Try it: Please give the data again exactly, with no line dropped.

Segment Start: Data to examine

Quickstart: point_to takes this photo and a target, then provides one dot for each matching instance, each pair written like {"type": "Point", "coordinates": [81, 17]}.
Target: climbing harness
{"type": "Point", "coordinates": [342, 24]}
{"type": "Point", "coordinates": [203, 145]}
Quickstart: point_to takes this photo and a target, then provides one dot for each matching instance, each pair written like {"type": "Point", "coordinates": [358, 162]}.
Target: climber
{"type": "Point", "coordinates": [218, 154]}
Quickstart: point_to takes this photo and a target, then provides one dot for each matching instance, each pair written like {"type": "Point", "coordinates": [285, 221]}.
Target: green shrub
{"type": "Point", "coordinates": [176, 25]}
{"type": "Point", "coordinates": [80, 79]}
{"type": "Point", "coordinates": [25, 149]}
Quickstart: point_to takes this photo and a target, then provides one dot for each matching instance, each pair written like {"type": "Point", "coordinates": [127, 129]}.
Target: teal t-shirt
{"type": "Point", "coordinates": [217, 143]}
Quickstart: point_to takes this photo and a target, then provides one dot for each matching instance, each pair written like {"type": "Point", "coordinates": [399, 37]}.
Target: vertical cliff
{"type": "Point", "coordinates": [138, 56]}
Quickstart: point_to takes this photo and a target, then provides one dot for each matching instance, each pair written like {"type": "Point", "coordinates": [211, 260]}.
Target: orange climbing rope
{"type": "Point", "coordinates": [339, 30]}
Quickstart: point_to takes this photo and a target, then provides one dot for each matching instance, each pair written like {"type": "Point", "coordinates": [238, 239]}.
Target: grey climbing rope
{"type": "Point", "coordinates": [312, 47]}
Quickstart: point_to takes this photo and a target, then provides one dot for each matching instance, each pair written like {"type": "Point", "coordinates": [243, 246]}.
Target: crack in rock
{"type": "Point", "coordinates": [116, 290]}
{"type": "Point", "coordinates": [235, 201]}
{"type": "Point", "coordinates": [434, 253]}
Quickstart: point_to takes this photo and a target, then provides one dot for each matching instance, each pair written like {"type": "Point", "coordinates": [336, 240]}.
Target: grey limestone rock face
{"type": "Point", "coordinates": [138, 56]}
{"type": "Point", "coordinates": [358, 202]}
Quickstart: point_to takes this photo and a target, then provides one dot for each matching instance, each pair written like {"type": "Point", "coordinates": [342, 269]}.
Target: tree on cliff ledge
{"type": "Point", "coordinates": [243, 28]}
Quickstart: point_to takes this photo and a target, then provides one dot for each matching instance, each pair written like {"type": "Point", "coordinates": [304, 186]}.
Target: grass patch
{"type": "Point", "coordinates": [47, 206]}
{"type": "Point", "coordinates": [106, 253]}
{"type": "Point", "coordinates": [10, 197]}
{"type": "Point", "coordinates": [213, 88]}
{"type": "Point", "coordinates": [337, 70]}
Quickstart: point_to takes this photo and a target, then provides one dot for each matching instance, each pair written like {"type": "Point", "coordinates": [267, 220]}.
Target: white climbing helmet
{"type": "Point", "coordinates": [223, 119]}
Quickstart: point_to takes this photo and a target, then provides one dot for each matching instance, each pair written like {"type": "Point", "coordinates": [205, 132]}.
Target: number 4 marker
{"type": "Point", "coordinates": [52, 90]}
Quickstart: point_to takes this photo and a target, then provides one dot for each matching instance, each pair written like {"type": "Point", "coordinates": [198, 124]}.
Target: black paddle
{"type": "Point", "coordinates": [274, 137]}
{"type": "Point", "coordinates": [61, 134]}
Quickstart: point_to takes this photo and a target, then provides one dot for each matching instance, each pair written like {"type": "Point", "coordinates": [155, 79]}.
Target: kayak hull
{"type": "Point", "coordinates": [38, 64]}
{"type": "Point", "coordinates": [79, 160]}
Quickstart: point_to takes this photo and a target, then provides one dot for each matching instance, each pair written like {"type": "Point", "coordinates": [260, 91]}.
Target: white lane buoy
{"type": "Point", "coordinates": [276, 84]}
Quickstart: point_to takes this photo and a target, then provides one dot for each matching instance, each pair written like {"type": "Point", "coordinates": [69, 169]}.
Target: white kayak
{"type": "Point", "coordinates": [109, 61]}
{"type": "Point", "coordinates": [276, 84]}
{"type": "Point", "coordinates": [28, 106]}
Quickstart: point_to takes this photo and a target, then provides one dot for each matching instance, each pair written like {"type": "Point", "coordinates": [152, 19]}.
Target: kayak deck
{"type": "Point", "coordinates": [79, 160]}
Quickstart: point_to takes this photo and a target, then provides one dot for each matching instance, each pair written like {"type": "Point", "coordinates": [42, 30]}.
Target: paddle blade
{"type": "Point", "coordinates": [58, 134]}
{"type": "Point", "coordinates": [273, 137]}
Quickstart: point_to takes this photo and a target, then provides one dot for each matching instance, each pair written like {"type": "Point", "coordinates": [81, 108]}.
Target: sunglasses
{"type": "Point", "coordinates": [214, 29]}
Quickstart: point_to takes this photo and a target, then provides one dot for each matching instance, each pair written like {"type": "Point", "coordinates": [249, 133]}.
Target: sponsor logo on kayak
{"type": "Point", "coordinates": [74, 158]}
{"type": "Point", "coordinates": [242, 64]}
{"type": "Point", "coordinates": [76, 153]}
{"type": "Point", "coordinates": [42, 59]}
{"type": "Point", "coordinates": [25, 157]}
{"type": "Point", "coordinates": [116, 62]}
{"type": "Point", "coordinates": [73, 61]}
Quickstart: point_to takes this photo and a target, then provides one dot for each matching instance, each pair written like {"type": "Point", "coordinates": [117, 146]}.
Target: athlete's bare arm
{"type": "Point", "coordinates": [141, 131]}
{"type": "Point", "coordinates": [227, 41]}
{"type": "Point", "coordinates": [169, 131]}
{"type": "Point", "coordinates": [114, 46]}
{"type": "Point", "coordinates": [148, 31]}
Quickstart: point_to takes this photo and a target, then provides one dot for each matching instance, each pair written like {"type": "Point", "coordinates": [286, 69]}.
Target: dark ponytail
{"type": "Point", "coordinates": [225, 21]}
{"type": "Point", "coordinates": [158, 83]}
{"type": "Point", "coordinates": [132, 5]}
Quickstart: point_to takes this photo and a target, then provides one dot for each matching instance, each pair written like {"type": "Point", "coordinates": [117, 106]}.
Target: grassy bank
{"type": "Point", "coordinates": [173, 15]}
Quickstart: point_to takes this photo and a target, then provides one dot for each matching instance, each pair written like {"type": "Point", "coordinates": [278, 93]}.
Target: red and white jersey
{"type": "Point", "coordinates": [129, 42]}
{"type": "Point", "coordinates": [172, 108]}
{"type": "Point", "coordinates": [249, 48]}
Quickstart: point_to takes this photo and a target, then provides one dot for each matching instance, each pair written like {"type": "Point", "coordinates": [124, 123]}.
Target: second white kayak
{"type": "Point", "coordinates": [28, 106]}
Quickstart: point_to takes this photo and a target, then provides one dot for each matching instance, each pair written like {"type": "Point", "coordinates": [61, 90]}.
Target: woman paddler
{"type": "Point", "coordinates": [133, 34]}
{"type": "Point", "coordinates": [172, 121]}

Segment End: Data to examine

Response box:
Quickstart: point_to takes this photo and a target, then provides one dot for each matching instance, each pair written like {"type": "Point", "coordinates": [81, 17]}.
Target: climbing harness
{"type": "Point", "coordinates": [342, 24]}
{"type": "Point", "coordinates": [203, 145]}
Quickstart: point_to takes this photo and a target, then provides one dot for each matching instance, each pair written like {"type": "Point", "coordinates": [358, 162]}.
Target: climber
{"type": "Point", "coordinates": [218, 154]}
Quickstart: point_to takes this photo and a target, then provides one dot for each matching instance, each pair written like {"type": "Point", "coordinates": [285, 221]}.
Target: green shrub
{"type": "Point", "coordinates": [176, 25]}
{"type": "Point", "coordinates": [80, 79]}
{"type": "Point", "coordinates": [25, 149]}
Quickstart: point_to takes this photo and a target, then provides one dot for each matching instance, each pair written like {"type": "Point", "coordinates": [127, 129]}.
Target: teal t-shirt
{"type": "Point", "coordinates": [217, 143]}
Quickstart: point_to takes this photo and a target, then provides one dot for each matching instance, each pair written like {"type": "Point", "coordinates": [399, 37]}.
Target: vertical cliff
{"type": "Point", "coordinates": [138, 56]}
Quickstart: point_to takes this photo and a target, then provides one dot for each matching instance, each pair written like {"type": "Point", "coordinates": [211, 260]}.
Target: orange climbing rope
{"type": "Point", "coordinates": [339, 30]}
Quickstart: point_to takes this photo and a target, then provides one dot for each matching instance, each pair written like {"type": "Point", "coordinates": [238, 239]}.
Target: grey climbing rope
{"type": "Point", "coordinates": [312, 47]}
Quickstart: point_to takes this photo and a target, then provides one dot for each matching instance, each pair written like {"type": "Point", "coordinates": [243, 246]}.
Target: crack in rock
{"type": "Point", "coordinates": [116, 290]}
{"type": "Point", "coordinates": [235, 201]}
{"type": "Point", "coordinates": [434, 253]}
Quickstart: point_to takes this photo and a target, then provides one dot for each matching instance, each pair written like {"type": "Point", "coordinates": [336, 240]}.
Target: grey limestone rock face
{"type": "Point", "coordinates": [138, 56]}
{"type": "Point", "coordinates": [358, 202]}
Quickstart: point_to takes this photo and a target, then provides one dot for each matching instance, each pair written like {"type": "Point", "coordinates": [342, 269]}.
Target: tree on cliff ledge
{"type": "Point", "coordinates": [243, 28]}
Quickstart: point_to takes this photo and a target, then provides one dot for each matching instance, each pair written like {"type": "Point", "coordinates": [304, 186]}.
Target: grass patch
{"type": "Point", "coordinates": [47, 206]}
{"type": "Point", "coordinates": [106, 253]}
{"type": "Point", "coordinates": [10, 197]}
{"type": "Point", "coordinates": [213, 88]}
{"type": "Point", "coordinates": [337, 70]}
Quickstart: point_to takes this photo and a target, then provides one dot for each matching instance, each pair written like {"type": "Point", "coordinates": [267, 220]}.
Target: white climbing helmet
{"type": "Point", "coordinates": [223, 119]}
Quickstart: point_to takes this photo and a target, then provides one dot for each matching instance, each pair written like {"type": "Point", "coordinates": [205, 132]}.
Target: number 4 marker
{"type": "Point", "coordinates": [52, 90]}
Quickstart: point_to takes this photo and a target, then provides one dot for each matching instance, each pair written like {"type": "Point", "coordinates": [198, 124]}.
Target: black paddle
{"type": "Point", "coordinates": [274, 137]}
{"type": "Point", "coordinates": [61, 134]}
Quickstart: point_to takes this photo and a target, then provides one dot for each matching instance, each pair written like {"type": "Point", "coordinates": [155, 79]}.
Target: kayak hull
{"type": "Point", "coordinates": [38, 64]}
{"type": "Point", "coordinates": [79, 160]}
Quickstart: point_to takes this photo and a target, then provides one dot for each matching instance, each pair written like {"type": "Point", "coordinates": [260, 91]}.
Target: white lane buoy
{"type": "Point", "coordinates": [276, 84]}
Quickstart: point_to takes this photo and a target, then provides one dot for each matching instance, each pair written like {"type": "Point", "coordinates": [69, 169]}.
Target: white kayak
{"type": "Point", "coordinates": [109, 61]}
{"type": "Point", "coordinates": [276, 84]}
{"type": "Point", "coordinates": [28, 106]}
Quickstart: point_to takes this photo and a target, then provides one dot for each matching instance, each pair written like {"type": "Point", "coordinates": [152, 19]}.
Target: kayak deck
{"type": "Point", "coordinates": [79, 160]}
Quickstart: point_to takes this photo and a target, then provides one dot for each matching instance, each pair written like {"type": "Point", "coordinates": [42, 30]}.
Target: paddle blade
{"type": "Point", "coordinates": [58, 134]}
{"type": "Point", "coordinates": [273, 137]}
Quickstart: point_to takes this photo and a target, then provides one dot for each matching instance, each pair written like {"type": "Point", "coordinates": [81, 108]}.
Target: sunglasses
{"type": "Point", "coordinates": [214, 29]}
Quickstart: point_to takes this photo and a target, then provides one dot for each matching instance, each pair written like {"type": "Point", "coordinates": [249, 133]}.
Target: sponsor logo on kayak
{"type": "Point", "coordinates": [74, 158]}
{"type": "Point", "coordinates": [242, 64]}
{"type": "Point", "coordinates": [76, 153]}
{"type": "Point", "coordinates": [42, 59]}
{"type": "Point", "coordinates": [25, 157]}
{"type": "Point", "coordinates": [116, 62]}
{"type": "Point", "coordinates": [73, 61]}
Quickstart: point_to takes this photo and a target, then provides one dot for each matching instance, each pair written like {"type": "Point", "coordinates": [117, 146]}.
Target: athlete's bare arm
{"type": "Point", "coordinates": [141, 131]}
{"type": "Point", "coordinates": [227, 41]}
{"type": "Point", "coordinates": [169, 131]}
{"type": "Point", "coordinates": [114, 46]}
{"type": "Point", "coordinates": [148, 31]}
Quickstart: point_to takes this photo and a target, then provides one dot for each matching instance, each pair written like {"type": "Point", "coordinates": [286, 69]}.
Target: dark ponytail
{"type": "Point", "coordinates": [225, 21]}
{"type": "Point", "coordinates": [158, 83]}
{"type": "Point", "coordinates": [132, 5]}
Quickstart: point_to takes this photo and a target, then provides one dot for each matching instance, each pair written like {"type": "Point", "coordinates": [117, 106]}.
Target: grassy bank
{"type": "Point", "coordinates": [173, 15]}
Quickstart: point_to takes this photo and a target, then provides one dot for each matching instance, each pair written like {"type": "Point", "coordinates": [278, 93]}.
Target: red and white jersey
{"type": "Point", "coordinates": [129, 42]}
{"type": "Point", "coordinates": [172, 108]}
{"type": "Point", "coordinates": [249, 48]}
Quickstart: point_to takes this photo and a target, then provides one dot for each matching instance, each pair written like {"type": "Point", "coordinates": [124, 123]}.
Target: second white kayak
{"type": "Point", "coordinates": [28, 106]}
Quickstart: point_to takes this photo and a target, then provides one dot for each matching instance, each pair written like {"type": "Point", "coordinates": [61, 90]}.
Target: woman paddler
{"type": "Point", "coordinates": [133, 34]}
{"type": "Point", "coordinates": [172, 121]}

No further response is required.